Copy out, word for word, the full passage below on working memory variability in schizophrenia.

[Opening DOCUMENT SECTION section]

This finding of a high interindividual variability in working memory functioning may also reflect the presumed heterogeneity of aetiopathogenesis and pathophysiology for schizophrenic disorders. Furthermore, heterogeneity on the individual level may also contribute to the heterogeneity that was found on the group level in a current metaanalysis [10]. Future studies should therefore aim to study more homogeneous subgroups of patients with schizophrenia. Our current approach of identifying differential impairments of working memory functioning via experimental neuropsychological testing provides a possible method for the generation of endophenotypically defined subgroups of psychiatric patients. Groups that are built on this basis could be more homogeneous not only with respect to the pattern of cognitive deficits but also with respect to their underlying aetiology and pathophysiology.

[Closing DOCUMENT SECTION section]
[Opening INFORMATION PROVIDED section]

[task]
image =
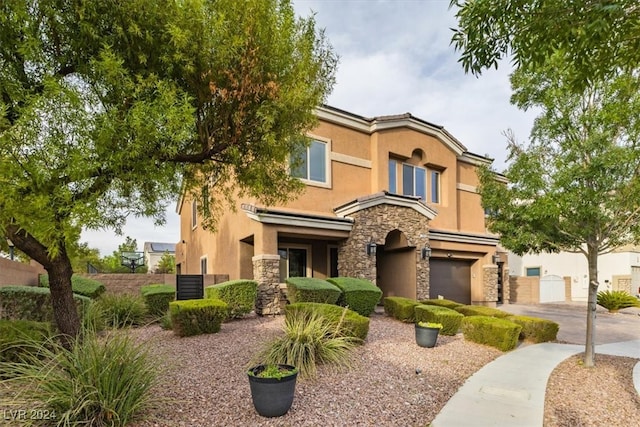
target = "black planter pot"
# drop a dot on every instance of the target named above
(272, 397)
(426, 337)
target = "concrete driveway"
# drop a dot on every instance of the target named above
(572, 318)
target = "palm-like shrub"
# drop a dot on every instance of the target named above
(309, 340)
(100, 381)
(617, 300)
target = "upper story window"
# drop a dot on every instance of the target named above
(311, 163)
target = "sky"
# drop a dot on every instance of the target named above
(395, 58)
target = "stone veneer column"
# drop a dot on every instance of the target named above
(490, 284)
(266, 271)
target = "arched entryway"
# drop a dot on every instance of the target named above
(396, 266)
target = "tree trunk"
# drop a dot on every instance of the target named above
(589, 350)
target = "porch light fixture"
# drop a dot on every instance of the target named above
(371, 248)
(426, 252)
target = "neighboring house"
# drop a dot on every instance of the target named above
(153, 251)
(619, 270)
(391, 199)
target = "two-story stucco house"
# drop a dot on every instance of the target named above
(391, 199)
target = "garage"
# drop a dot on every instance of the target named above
(450, 279)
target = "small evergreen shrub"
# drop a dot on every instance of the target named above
(480, 310)
(122, 310)
(197, 316)
(441, 303)
(351, 323)
(617, 300)
(21, 338)
(80, 285)
(32, 303)
(157, 298)
(499, 333)
(360, 295)
(240, 295)
(535, 329)
(400, 308)
(309, 289)
(450, 319)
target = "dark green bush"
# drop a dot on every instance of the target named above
(499, 333)
(80, 285)
(450, 319)
(617, 300)
(32, 303)
(535, 329)
(400, 308)
(240, 295)
(441, 302)
(309, 289)
(360, 295)
(198, 316)
(480, 310)
(353, 324)
(157, 298)
(19, 338)
(122, 310)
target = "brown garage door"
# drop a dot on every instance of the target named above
(451, 279)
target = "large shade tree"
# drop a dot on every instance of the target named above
(107, 107)
(575, 186)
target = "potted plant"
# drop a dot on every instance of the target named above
(427, 333)
(272, 388)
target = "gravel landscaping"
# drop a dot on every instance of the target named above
(393, 381)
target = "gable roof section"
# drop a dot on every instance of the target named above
(385, 198)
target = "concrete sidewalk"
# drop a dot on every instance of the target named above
(510, 391)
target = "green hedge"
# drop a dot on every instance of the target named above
(360, 295)
(240, 295)
(309, 289)
(400, 308)
(450, 319)
(157, 298)
(32, 303)
(535, 329)
(80, 285)
(198, 316)
(499, 333)
(441, 302)
(22, 337)
(353, 324)
(480, 310)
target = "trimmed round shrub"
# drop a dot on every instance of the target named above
(450, 319)
(157, 298)
(352, 324)
(240, 295)
(309, 289)
(197, 316)
(360, 295)
(80, 285)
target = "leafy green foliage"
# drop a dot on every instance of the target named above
(360, 295)
(617, 300)
(308, 340)
(536, 330)
(309, 289)
(99, 381)
(450, 319)
(345, 323)
(122, 310)
(80, 285)
(157, 298)
(499, 333)
(18, 336)
(196, 317)
(240, 295)
(400, 308)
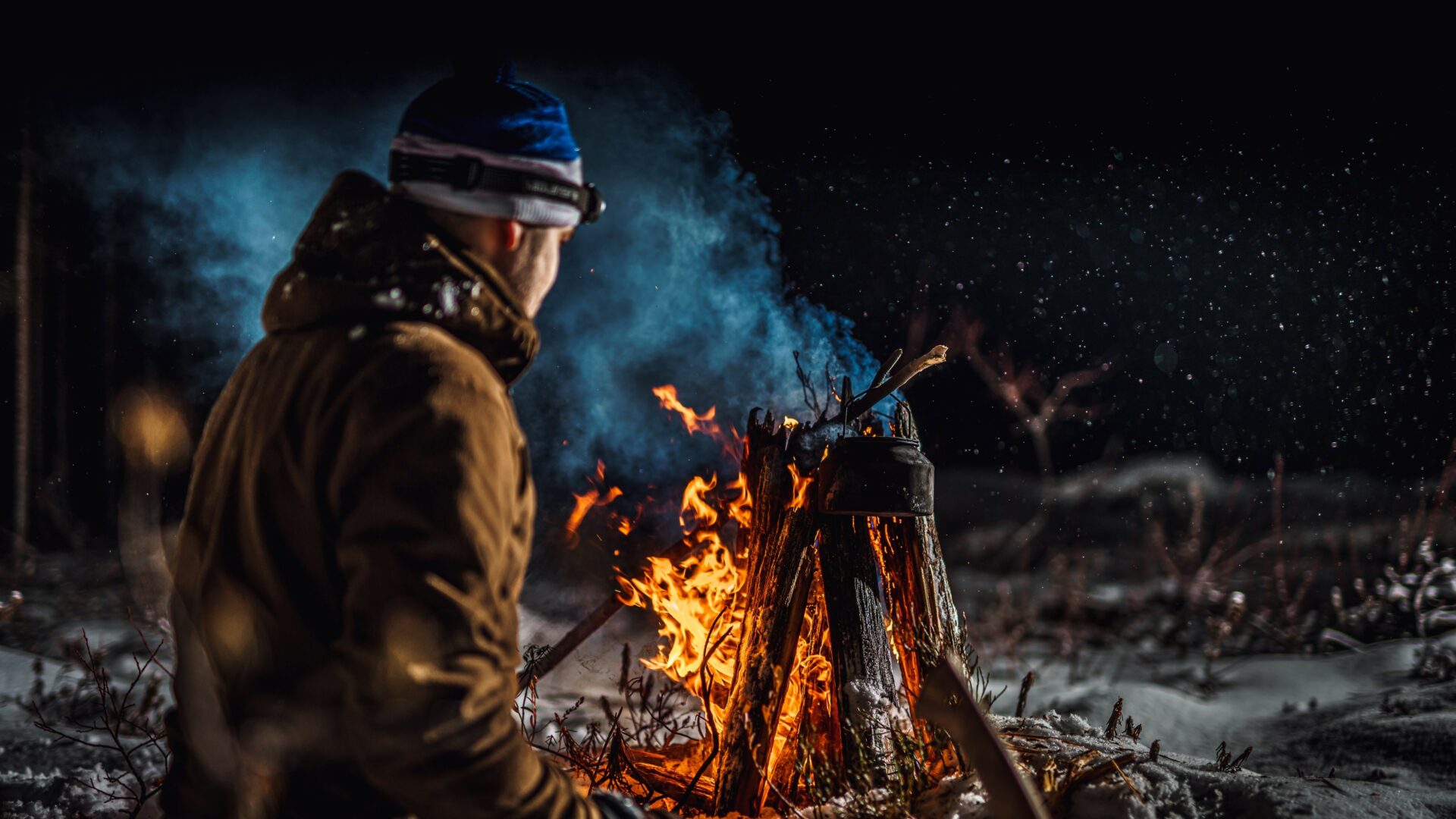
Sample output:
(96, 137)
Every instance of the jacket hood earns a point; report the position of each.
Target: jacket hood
(367, 257)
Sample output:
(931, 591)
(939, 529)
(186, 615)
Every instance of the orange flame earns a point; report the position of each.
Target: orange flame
(593, 497)
(801, 487)
(698, 604)
(695, 423)
(742, 507)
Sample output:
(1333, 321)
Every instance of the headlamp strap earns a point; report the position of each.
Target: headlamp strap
(469, 174)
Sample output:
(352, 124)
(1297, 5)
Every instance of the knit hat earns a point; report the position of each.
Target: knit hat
(490, 145)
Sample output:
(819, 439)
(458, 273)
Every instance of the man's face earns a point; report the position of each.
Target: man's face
(535, 262)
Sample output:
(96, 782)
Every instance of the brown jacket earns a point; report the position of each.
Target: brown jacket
(354, 542)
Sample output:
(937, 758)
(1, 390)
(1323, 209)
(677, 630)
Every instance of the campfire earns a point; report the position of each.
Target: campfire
(805, 608)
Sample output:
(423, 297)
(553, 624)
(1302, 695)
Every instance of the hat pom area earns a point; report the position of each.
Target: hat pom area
(484, 107)
(491, 67)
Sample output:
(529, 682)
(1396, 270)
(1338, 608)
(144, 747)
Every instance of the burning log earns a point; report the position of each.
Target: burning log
(864, 679)
(851, 553)
(783, 635)
(918, 589)
(780, 545)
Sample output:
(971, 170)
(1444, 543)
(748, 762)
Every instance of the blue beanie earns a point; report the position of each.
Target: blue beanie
(498, 127)
(492, 112)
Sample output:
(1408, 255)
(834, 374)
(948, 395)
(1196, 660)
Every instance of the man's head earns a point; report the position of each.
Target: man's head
(494, 162)
(526, 256)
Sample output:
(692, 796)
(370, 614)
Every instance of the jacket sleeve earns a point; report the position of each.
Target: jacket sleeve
(428, 493)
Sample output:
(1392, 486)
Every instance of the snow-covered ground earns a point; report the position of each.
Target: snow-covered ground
(1346, 733)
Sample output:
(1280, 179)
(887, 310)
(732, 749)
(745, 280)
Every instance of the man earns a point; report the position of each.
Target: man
(362, 504)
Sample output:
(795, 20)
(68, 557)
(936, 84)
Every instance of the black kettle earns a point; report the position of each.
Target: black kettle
(875, 475)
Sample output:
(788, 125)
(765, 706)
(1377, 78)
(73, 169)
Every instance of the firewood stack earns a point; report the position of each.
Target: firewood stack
(878, 582)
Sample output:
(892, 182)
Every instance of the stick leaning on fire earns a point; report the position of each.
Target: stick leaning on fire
(813, 439)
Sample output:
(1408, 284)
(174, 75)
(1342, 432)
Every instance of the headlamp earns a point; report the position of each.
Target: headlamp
(469, 174)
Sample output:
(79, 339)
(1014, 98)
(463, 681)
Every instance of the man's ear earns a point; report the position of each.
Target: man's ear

[Closing INFORMATION PROVIDED section]

**ANSWER TO THIS TASK**
This finding of a high interindividual variability in working memory functioning may also reflect the presumed heterogeneity of aetiopathogenesis and pathophysiology for schizophrenic disorders. Furthermore, heterogeneity on the individual level may also contribute to the heterogeneity that was found on the group level in a current metaanalysis [10]. Future studies should therefore aim to study more homogeneous subgroups of patients with schizophrenia. Our current approach of identifying differential impairments of working memory functioning via experimental neuropsychological testing provides a possible method for the generation of endophenotypically defined subgroups of psychiatric patients. Groups that are built on this basis could be more homogeneous not only with respect to the pattern of cognitive deficits but also with respect to their underlying aetiology and pathophysiology.